There are some seasons you watch waiting for the ending.
And there are some seasons where the ending was always written, even if you didn’t know it at the time.
IPL 2026 was the second kind.
When I wrote the last post in this series, I was sitting with three matches left, three teams fighting for one chair, and a prayer that LSG would do something useful with their dead-rubber game against Punjab. You know how that went. LSG did nothing useful. Rajasthan beat Mumbai at Wankhede with something to spare. KKR and PBKS both finished on 13 points and both went home. RR went through on 16 points, deservedly, because they had earned it the hard way. And in doing so, they gave us a playoff stage that this season needed.
Because if we’re being honest, the league stage had given us flashes and stretches but rarely the sustained drama that made us lean forward. The playoff stage was where the season finally found its pulse.
Let me take you through the four playoff matches that closed out IPL 2026.
The highest total in IPL playoff history.
Let that sit for a moment before we go further.
Royal Challengers Bengaluru posted 254 for 5 at Dharamsala and then bowled GT out for 162 to win by 92 runs. Ninety-two runs. In a knockout match. Against the team that had been perhaps the most consistent unit in the league stage.
The 254 was built on one of the more astonishing individual innings of the tournament. Rajat Patidar arrived at number five with the score at 104 for 3 and proceeded to hit 93 not out off 33 balls, the fastest innings of 90 or more in IPL history. He was not out because the innings ran out. He was still standing at the end and no one wanted to get in his way. For a man who has spent his RCB career playing second fiddle to Kohli in the popular narrative, this was his night in the light, entirely his own.
Kohli made 43 off 25. Devdutt Padikkal hit 30 off 19. Venkatesh Iyer opened with 19 off 7 before Rabada got him. Jason Holder then produced a double-wicket over to remove both Kohli and Padikkal in quick succession and gave GT brief hope. But Patidar and Krunal Pandya, who made 43, put on a fifty-run stand that broke GT’s back. Jitesh Sharma finished it with 15 off 5. The final ball of the innings was the final statement of the night.
GT chased. Or tried to. Bhuvneshwar Kumar removed Sai Sudharsan in the fourth over. Two overs earlier, Shubman Gill had gone for 2. Gill, who had been the most complete batter of this season, got 2. Jos Buttler swung at 29 off 11 before Hazlewood cleaned him up. By the powerplay, GT were 51 for 3 and the game was functionally over. The one bright spot in GT’s reply was Rahul Tewatia, who kept swinging for 68 off 43 near the death with nobody for company, which told you both about his character and about how comprehensively the top and middle order had collapsed. Jacob Duffy finished with 3 for 39, Rasikh Salam and Bhuvneshwar took 2 each.
RCB were through to the final with four days to prepare.
There is no one in world cricket right now, in any format, doing what Vaibhav Sooryavanshi is doing.
He is fifteen years old. He has never watched a teammate bat from the other end and thought about experience or approach or what a senior player might do. He walks to the crease and plays.

→ **INPUT RECORDS**:

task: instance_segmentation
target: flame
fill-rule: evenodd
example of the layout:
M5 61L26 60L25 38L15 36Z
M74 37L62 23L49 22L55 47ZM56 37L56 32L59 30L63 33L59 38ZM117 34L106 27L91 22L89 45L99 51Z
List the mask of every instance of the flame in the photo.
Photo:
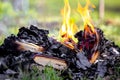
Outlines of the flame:
M78 12L81 14L82 16L82 19L84 21L84 29L87 31L87 32L90 32L90 29L88 29L88 26L90 26L92 32L94 33L95 30L94 30L94 26L92 24L92 20L91 20L91 17L90 17L90 10L89 10L89 7L93 7L95 8L95 6L93 4L90 3L90 0L86 0L86 5L85 7L82 7L81 4L79 3L78 4Z
M61 13L63 16L63 24L60 29L60 36L62 37L62 42L74 49L74 44L76 39L74 38L74 34L77 32L78 28L74 24L74 21L70 19L71 8L68 0L64 0L65 6L62 9Z
M96 59L98 58L99 54L100 54L99 51L94 52L90 59L90 63L94 63L96 61Z
M98 44L99 44L99 35L97 34L97 31L95 30L91 17L90 17L90 10L89 10L90 7L95 8L95 6L91 4L90 0L86 0L86 5L82 7L81 4L79 3L77 10L81 14L82 19L84 21L85 39L87 38L87 36L92 36L92 35L96 36L96 42L93 44L94 46L92 47L94 48L94 52L89 60L90 63L94 63L95 60L99 56L99 51L97 50Z
M62 43L71 48L74 49L76 45L76 38L74 37L74 34L78 31L77 26L74 24L74 21L71 20L70 14L71 14L71 8L68 0L64 0L65 6L61 10L61 14L63 17L63 24L60 29L60 37ZM91 4L90 0L86 0L86 5L84 7L81 6L81 4L78 4L77 11L81 14L82 19L84 21L84 38L87 39L89 36L95 36L96 40L90 47L90 49L94 49L90 54L91 57L89 59L90 63L94 63L95 60L99 56L99 51L98 51L98 44L99 44L99 35L97 34L96 29L94 28L94 25L92 23L91 17L90 17L90 10L89 8L95 8L93 4ZM86 42L85 42L86 43ZM89 43L89 42L88 42ZM82 46L86 46L83 44ZM82 50L82 48L80 48Z

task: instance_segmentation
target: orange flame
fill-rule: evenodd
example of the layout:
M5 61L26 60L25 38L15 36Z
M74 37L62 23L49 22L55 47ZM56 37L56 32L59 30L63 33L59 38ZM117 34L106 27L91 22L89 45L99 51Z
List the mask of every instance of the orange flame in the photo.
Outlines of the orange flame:
M82 19L84 21L84 29L86 29L88 32L90 32L89 29L88 29L88 26L87 26L87 25L89 25L91 30L92 30L92 32L95 32L94 31L94 26L92 24L92 20L91 20L90 14L89 14L89 12L90 12L89 7L90 6L95 8L95 6L90 3L90 0L86 0L85 7L82 7L81 4L79 3L77 10L81 14Z
M90 3L90 0L86 0L86 5L84 7L81 6L81 4L78 4L78 12L81 14L82 19L84 21L84 36L85 38L87 37L87 35L95 35L96 36L96 42L94 43L94 53L91 56L91 59L89 60L90 63L94 63L95 60L98 58L99 56L99 51L97 50L98 47L98 43L99 43L99 36L96 32L96 30L94 29L94 25L92 24L92 20L90 17L90 10L89 7L95 8L95 6L93 4Z
M68 0L64 0L65 6L62 9L61 13L63 16L63 24L60 29L60 36L62 37L62 42L70 47L74 48L76 39L74 34L77 32L78 28L74 24L74 21L70 19L71 8Z

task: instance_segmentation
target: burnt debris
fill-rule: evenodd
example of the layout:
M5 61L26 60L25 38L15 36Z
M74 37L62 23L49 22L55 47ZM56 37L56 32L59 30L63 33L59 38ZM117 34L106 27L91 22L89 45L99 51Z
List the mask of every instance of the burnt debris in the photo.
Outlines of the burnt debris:
M92 45L96 42L95 35L85 38L84 31L80 31L75 37L78 39L77 48L82 49L76 51L49 37L47 30L33 25L30 28L22 27L17 36L7 37L0 46L0 76L14 75L19 78L20 69L31 71L31 65L45 66L48 62L53 68L63 70L61 76L65 76L65 79L117 75L115 71L120 64L120 48L107 40L102 30L95 30L99 35L97 47ZM92 53L96 50L99 56L91 63Z

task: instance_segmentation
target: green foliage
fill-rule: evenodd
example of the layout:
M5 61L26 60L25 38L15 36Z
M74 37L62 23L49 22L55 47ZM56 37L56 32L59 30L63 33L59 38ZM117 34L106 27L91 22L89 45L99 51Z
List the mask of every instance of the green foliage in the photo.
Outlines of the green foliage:
M22 80L62 80L62 78L58 76L58 72L52 67L45 67L43 71L33 67L30 73L23 73Z

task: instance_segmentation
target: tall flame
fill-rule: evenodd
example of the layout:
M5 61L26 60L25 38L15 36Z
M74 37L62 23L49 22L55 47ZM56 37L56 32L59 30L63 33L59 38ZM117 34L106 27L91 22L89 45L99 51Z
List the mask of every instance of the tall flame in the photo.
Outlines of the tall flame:
M93 4L90 3L90 0L86 0L86 5L84 7L81 6L81 4L78 4L78 12L81 14L82 19L84 21L84 36L87 38L87 36L96 36L96 42L94 43L94 52L92 53L90 63L94 63L95 60L99 56L99 51L97 50L98 48L98 43L99 43L99 36L97 34L97 31L94 29L94 25L92 24L92 20L90 17L90 10L89 8L95 8Z
M95 8L95 6L90 3L90 0L86 0L85 7L82 7L81 4L79 3L77 10L81 14L82 19L84 21L84 29L86 29L88 32L90 32L89 28L87 26L87 25L89 25L91 30L92 30L92 32L94 33L95 32L94 31L94 26L92 24L92 20L91 20L90 14L89 14L90 13L90 10L89 10L90 6Z
M70 48L74 48L74 34L77 32L78 28L74 24L74 21L70 19L71 8L68 0L64 0L65 6L62 9L61 13L63 16L63 24L60 29L60 36L62 37L62 42L67 44ZM69 43L70 42L70 43Z

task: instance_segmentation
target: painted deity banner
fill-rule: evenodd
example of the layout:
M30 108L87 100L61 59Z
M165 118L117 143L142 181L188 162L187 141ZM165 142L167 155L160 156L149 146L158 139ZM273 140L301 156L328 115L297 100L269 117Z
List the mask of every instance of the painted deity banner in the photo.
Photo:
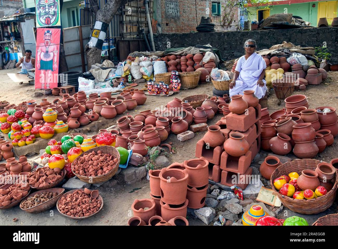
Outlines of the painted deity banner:
M35 6L37 27L61 25L59 0L35 0Z
M37 29L35 89L57 87L60 29Z

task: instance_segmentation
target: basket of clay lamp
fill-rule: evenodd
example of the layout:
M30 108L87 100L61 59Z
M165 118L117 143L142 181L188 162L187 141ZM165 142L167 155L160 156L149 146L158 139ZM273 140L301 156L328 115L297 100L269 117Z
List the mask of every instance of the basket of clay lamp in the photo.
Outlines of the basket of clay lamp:
M338 226L338 214L332 214L318 218L313 226Z
M291 172L297 172L298 175L301 174L304 169L314 170L318 164L320 162L313 159L303 159L294 160L287 162L279 166L275 170L271 176L270 184L272 190L275 192L283 205L291 210L299 214L318 214L325 211L333 203L336 198L337 189L338 174L337 171L331 182L333 187L326 194L309 200L293 199L280 194L273 186L273 181L281 175L288 175Z
M181 87L188 89L196 87L198 84L201 73L200 71L179 73L179 79L181 80Z
M93 156L92 157L91 156L88 156L89 154L93 152L95 153L95 155L92 155L92 156ZM94 161L92 160L93 157L97 156L98 153L100 153L103 154L110 154L111 155L111 156L112 157L108 164L105 165L107 166L109 171L107 171L106 170L105 172L103 172L104 173L104 174L102 174L99 175L95 175L95 174L88 175L88 174L86 173L86 170L89 171L90 169L93 168L96 171L95 173L96 174L97 172L100 170L103 171L103 169L104 168L104 167L102 167L102 166L100 166L99 164L100 163L104 164L105 162L98 161L102 158L102 157L99 157L99 158L95 159ZM87 157L88 157L88 158ZM111 163L111 162L113 162L113 163ZM94 165L95 164L94 163L97 163L98 165ZM117 149L112 146L106 145L100 146L89 149L76 158L72 163L72 171L82 182L92 184L99 183L108 181L114 176L117 172L119 164L120 154ZM95 169L94 168L95 166L99 166L99 168L98 169L97 168L96 168L97 169ZM110 167L112 167L110 169ZM82 172L81 171L83 171L84 173ZM80 173L82 173L80 174ZM89 173L89 172L87 173ZM99 173L101 174L101 173Z
M192 95L184 98L182 100L183 102L188 101L188 104L190 104L193 108L196 108L202 105L202 104L206 99L209 99L210 95L207 94L199 94L197 95Z

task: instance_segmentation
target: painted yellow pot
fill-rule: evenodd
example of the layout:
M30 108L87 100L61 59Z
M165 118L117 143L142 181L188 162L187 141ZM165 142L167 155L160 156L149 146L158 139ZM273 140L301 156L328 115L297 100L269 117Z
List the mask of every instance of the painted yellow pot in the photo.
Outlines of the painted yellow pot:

→ **PROBLEM SET**:
1. Reproduce the stretch of the listing from its first line through the line containing "M96 59L98 58L99", both ends included, character for character, omitting any pictures from your reply.
2. Extend the piece on the IPL 2026 playoffs, picking up after its final sentence.

→ **RESPONSES IN ORDER**:
1.
task: instance_segmentation
target: flame
fill-rule: evenodd
example of the layout:
M5 61L26 60L25 38L15 36Z
M74 37L62 23L49 22L55 47ZM56 37L56 32L59 30L63 33L59 38ZM117 34L106 27L91 22L89 45L99 51Z
List the mask of every instance of the flame in the photo.
Photo:
Outlines of the flame:
M78 12L81 14L82 16L82 19L84 21L84 29L87 31L87 32L90 32L90 29L88 29L88 26L90 26L92 32L94 33L95 30L94 30L94 26L92 24L92 20L91 20L91 17L90 17L90 10L89 10L89 7L93 7L95 8L95 6L93 4L90 3L90 0L86 0L86 5L85 7L82 7L81 4L79 3L78 4Z
M61 13L63 16L63 24L60 29L60 36L62 37L62 42L74 49L74 44L76 39L74 38L74 34L77 32L78 28L74 24L74 21L70 19L71 8L68 0L64 0L65 6L62 9Z
M96 59L98 58L99 54L100 54L99 51L94 52L90 59L90 63L94 63L96 61Z

2.
Against SRH in the Eliminator, he scored 97 off 29 balls.
He was one shot away from breaking Chris Gayle’s record for the fastest IPL century, 30 balls, which has stood since 2013 and has started to feel like one of those records that simply cannot be touched. Sooryavanshi got to 97, tried to uppercut a bouncer over third man, top-edged it, and that was that. Out for 97. In a more dramatic sense, out for an innings that will be replayed every time someone talks about what this tournament can produce from a teenager who has not yet sat his board exams.
Jaiswal made 29 at the top before holing out. Dhruv Jurel then played the innings of a man who understood his job exactly: fifty off 20 balls in the middle overs, the platform kept intact after the fireworks at the top. RR posted 243 for 8.
Jofra Archer then made sure it was enough. He removed Abhishek Sharma, Ishan Kishan, and Travis Head to leave SRH at 52 for 3 inside 3.5 overs and the match effectively decided. Nitish Kumar Reddy and Salil Arora tried, a half-century stand in 18 balls was real defiance but once Jadeja removed Reddy in the 11th over the game was over. SRH finished at 196 all out, Archer finishing with 3 for 58. Sooryavanshi himself took the catch that ended the match, diving forward at short third with the instinct of someone who had decided this was his game from the first over.
SRH went home. A good team that ran out of road when it counted most.
If the Eliminator had been the Sooryavanshi show, the Qualifier 2 was the game where he met his match. And his match was a captain who has spent five IPL seasons proving he is the best batter in the tournament that nobody talks about as the best batter in the tournament.
Shubman Gill made 104 off 53 balls.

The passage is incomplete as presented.